Given passage:
# Trustfire F20 Cree any good?



## Art (Aug 5, 2009)

I was searching on a well know site (can I say DX?) and found this light.

It says it uses AAA or 10440 li ion and 230 lumens! :candle:

Has a Q5-WC and 5 modes.. 230 ,150 , 80 ,strobe and sos

I dunno if Im allowed to post more data here but I would like to know if it is any good or any one here has it.

Regards,


----------



## dubliftment (Oct 15, 2009)

Trustfire F20 uses 1xAA or 1x14500 Battery. I'm expecting one from DX, will post experience+pictures+personal opinion here if anyone whishes.


----------



## wualta (Oct 15, 2009)

Data items
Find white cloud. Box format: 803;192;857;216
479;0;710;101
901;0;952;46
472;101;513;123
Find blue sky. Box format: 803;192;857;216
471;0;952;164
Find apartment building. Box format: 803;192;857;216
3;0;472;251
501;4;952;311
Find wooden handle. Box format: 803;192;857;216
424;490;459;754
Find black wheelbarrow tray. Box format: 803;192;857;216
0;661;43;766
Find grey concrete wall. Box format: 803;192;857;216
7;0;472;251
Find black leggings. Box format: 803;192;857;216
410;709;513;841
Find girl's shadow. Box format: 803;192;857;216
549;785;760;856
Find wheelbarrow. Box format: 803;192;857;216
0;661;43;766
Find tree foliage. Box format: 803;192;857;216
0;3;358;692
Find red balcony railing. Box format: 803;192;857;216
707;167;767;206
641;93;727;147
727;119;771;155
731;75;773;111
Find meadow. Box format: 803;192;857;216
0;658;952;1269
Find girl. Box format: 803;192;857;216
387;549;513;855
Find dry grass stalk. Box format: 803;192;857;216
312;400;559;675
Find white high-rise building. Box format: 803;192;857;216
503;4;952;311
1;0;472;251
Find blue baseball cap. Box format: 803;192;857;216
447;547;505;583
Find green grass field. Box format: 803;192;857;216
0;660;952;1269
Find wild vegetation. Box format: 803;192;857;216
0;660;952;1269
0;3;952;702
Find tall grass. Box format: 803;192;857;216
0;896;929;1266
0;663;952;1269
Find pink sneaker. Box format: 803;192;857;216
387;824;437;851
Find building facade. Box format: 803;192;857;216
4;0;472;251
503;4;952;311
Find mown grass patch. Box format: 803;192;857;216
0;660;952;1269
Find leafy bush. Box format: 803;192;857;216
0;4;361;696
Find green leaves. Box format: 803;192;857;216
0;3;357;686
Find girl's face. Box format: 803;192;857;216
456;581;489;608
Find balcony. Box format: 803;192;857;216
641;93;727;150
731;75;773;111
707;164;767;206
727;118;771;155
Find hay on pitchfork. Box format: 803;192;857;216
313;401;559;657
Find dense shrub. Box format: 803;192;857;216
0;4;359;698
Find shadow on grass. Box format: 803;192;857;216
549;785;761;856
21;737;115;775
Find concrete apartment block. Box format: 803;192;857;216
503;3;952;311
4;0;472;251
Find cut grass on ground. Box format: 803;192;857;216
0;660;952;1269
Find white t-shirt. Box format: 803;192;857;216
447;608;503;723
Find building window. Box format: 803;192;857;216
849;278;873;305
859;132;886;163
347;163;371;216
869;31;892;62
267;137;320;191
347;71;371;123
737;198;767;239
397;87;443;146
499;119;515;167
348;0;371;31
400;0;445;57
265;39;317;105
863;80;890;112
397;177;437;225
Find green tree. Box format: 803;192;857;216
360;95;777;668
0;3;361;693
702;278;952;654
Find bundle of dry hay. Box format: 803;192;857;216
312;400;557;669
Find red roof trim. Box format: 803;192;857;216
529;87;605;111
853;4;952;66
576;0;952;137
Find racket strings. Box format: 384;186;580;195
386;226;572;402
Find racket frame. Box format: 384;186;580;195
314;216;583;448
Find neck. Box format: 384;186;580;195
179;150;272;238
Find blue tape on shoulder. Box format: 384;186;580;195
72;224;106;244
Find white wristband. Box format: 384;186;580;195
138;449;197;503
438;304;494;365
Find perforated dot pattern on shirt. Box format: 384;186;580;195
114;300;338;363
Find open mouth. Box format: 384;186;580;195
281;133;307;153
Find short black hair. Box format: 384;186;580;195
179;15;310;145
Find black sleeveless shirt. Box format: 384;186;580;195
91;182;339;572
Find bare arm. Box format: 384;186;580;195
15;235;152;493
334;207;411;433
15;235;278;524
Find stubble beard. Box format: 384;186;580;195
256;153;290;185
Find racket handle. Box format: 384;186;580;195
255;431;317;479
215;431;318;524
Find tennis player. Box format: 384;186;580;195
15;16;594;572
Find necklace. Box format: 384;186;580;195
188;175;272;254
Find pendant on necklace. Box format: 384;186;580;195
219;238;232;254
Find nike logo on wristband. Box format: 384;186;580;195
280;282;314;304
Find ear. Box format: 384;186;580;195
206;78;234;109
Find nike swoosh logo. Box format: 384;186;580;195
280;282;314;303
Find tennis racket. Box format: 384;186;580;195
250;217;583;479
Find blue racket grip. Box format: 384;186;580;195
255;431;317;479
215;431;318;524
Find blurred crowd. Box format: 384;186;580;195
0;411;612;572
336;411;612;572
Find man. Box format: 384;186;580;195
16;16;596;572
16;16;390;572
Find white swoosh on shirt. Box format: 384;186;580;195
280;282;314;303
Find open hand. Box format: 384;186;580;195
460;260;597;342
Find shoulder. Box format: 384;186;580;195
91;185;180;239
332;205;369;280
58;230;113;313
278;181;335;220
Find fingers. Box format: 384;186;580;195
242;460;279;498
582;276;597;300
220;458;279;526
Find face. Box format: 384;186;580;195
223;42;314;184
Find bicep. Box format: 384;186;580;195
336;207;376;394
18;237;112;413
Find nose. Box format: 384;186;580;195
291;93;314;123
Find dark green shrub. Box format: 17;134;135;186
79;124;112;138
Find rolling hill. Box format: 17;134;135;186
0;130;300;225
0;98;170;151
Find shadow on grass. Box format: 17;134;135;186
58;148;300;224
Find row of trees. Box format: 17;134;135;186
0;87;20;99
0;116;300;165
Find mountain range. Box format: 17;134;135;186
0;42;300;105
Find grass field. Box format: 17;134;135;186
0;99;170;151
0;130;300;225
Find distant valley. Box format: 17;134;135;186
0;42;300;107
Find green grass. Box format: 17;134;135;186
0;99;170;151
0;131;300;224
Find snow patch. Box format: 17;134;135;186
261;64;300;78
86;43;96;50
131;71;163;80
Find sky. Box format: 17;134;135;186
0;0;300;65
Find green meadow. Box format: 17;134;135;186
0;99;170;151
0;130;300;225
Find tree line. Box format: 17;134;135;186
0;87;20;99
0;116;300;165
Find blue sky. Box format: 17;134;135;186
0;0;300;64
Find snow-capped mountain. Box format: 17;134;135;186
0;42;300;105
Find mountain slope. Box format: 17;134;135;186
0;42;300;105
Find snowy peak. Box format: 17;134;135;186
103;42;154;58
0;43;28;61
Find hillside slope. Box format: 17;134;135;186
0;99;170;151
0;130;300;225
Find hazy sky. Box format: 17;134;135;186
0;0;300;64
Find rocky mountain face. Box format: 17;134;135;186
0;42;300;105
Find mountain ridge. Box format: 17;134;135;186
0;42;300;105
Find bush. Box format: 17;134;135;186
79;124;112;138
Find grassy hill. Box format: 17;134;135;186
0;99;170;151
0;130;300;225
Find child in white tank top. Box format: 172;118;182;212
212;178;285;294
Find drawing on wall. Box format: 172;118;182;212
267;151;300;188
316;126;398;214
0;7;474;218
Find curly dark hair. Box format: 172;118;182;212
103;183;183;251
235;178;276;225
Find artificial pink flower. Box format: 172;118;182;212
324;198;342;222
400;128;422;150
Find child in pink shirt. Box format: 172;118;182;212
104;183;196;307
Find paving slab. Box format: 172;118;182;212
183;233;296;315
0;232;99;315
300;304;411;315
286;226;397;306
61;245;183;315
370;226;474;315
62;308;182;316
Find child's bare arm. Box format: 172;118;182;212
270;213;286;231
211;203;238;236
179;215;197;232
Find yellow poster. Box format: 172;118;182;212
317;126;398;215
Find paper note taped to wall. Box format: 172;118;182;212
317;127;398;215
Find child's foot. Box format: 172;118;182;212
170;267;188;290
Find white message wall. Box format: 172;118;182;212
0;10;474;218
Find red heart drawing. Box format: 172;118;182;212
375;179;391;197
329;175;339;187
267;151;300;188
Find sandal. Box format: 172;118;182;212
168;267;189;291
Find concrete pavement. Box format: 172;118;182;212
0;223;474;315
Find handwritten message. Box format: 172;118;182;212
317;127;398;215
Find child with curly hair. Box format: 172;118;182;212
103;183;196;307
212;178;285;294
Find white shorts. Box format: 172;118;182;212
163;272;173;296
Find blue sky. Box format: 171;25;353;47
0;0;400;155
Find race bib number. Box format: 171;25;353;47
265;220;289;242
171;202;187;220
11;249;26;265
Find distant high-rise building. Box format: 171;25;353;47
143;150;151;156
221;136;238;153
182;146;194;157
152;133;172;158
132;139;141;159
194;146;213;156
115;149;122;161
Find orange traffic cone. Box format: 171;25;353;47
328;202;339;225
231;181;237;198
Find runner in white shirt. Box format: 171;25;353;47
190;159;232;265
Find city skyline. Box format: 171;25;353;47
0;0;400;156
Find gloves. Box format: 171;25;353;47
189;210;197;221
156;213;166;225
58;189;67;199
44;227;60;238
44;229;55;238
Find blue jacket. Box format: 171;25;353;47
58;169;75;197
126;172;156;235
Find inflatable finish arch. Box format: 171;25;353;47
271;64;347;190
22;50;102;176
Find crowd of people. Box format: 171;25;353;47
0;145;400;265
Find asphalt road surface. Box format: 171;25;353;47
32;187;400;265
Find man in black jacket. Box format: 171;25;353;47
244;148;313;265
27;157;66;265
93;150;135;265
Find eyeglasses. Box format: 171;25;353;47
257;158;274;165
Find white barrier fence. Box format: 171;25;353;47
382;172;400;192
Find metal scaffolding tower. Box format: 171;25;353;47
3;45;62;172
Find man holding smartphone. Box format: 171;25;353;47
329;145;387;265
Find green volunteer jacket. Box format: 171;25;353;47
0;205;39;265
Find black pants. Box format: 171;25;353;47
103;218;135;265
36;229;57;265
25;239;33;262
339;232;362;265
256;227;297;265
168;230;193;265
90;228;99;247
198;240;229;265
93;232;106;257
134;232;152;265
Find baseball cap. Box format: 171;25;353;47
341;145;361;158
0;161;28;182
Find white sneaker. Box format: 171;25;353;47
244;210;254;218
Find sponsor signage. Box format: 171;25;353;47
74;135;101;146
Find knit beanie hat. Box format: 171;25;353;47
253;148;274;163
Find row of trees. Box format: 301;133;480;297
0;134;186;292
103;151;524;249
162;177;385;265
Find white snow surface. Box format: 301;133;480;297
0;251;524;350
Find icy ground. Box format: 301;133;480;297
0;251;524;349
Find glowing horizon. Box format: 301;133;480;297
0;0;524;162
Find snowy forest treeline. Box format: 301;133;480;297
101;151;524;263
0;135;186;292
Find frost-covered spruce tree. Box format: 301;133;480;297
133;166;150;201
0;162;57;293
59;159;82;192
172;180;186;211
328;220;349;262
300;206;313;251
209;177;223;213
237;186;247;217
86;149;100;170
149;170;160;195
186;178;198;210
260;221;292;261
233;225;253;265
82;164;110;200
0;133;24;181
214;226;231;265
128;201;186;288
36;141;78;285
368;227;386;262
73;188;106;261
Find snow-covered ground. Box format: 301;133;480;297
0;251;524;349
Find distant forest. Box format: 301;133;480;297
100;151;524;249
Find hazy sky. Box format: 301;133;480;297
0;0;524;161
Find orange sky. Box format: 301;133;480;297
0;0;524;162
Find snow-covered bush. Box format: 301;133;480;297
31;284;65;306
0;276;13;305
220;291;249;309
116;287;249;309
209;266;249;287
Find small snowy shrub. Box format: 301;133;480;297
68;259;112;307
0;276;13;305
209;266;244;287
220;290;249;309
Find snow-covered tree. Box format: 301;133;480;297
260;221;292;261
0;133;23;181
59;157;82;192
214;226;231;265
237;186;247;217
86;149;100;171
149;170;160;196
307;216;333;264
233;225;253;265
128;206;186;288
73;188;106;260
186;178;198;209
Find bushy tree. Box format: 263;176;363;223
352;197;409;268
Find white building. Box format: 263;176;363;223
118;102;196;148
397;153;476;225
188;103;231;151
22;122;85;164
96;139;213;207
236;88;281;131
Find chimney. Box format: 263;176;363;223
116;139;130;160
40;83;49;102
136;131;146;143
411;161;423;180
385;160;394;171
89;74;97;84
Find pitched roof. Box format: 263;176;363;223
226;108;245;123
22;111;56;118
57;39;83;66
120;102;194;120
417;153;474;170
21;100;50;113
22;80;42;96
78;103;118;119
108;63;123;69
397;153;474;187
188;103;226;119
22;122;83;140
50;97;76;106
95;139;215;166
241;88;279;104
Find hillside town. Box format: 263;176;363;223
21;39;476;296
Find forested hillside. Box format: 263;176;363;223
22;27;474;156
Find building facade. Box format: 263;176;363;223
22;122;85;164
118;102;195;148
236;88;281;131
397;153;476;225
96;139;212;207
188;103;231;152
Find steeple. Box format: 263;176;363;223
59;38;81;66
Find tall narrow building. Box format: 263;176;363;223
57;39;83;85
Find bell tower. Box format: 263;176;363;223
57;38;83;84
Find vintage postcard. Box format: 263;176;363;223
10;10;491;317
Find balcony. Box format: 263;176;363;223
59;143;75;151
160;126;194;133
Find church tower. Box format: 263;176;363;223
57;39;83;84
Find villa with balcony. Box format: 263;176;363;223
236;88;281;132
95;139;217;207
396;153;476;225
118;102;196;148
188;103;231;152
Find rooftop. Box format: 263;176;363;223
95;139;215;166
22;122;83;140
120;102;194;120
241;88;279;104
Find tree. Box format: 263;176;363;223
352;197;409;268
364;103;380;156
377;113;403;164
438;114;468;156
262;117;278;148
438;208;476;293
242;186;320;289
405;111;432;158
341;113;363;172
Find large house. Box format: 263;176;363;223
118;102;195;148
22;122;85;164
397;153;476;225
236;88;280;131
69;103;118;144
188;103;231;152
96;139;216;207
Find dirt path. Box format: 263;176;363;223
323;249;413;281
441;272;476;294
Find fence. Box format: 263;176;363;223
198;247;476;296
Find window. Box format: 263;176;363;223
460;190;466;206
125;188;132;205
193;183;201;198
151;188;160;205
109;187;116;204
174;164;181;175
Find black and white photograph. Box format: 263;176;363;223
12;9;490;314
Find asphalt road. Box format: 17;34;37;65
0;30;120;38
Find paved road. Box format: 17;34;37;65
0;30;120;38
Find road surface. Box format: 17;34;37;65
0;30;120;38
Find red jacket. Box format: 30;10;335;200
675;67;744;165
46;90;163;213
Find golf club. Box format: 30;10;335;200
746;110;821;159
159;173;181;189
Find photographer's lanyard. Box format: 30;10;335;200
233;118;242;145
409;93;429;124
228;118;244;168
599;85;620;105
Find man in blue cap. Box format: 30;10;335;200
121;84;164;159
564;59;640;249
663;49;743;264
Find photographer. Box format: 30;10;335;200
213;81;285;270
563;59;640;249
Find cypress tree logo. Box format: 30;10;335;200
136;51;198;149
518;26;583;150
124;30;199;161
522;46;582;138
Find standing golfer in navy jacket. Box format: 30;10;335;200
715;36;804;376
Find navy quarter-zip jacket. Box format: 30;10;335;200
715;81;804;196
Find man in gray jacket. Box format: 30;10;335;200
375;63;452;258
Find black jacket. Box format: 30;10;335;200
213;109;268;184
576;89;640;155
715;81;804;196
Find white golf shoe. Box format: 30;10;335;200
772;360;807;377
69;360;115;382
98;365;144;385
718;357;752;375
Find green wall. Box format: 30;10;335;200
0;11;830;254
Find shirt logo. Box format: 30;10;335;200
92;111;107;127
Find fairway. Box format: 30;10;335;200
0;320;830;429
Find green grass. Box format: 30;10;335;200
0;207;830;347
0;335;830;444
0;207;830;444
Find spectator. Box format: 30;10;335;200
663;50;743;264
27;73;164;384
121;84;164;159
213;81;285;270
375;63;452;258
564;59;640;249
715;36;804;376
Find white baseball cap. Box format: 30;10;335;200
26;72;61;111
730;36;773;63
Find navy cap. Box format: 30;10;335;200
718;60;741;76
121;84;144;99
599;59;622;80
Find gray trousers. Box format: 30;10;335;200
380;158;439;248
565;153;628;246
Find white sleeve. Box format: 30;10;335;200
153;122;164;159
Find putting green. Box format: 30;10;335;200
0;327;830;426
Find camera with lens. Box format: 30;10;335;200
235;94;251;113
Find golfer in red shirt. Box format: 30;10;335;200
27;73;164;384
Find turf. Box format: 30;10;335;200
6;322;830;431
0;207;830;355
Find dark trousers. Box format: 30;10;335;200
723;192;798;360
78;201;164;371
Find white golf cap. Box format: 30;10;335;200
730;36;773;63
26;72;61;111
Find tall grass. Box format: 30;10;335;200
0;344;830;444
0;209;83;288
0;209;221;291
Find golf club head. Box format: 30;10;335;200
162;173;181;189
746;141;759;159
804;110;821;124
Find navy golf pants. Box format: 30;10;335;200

Written request 1:
According to the flashlight thread, what five modes does the Trustfire F20 have?
Written request 2:
Write the next part of the flashlight thread, following on from its last line.

Output 1:
230, 150, 80, strobe and SOS.

Output 2:
It's the poor man's Akoray K-106, even looks like it (the F20 is slightly shorter). The F20's not programmable, and the PWM is far more coarse (you can see the flicker in LO), but it's a very good 5-mode light that's about as bright as an Akoray for less $. Is it 230 lumens? Well, mine isn't.

Now, has anyone tried the F20's clone, the confusingly named "Nkoray K-106"?


----------



## Desinho (May 18, 2010)

My F20 in 6 months presents "bad contact"( i dont know how to say this expression in english)
What do i do? any idea?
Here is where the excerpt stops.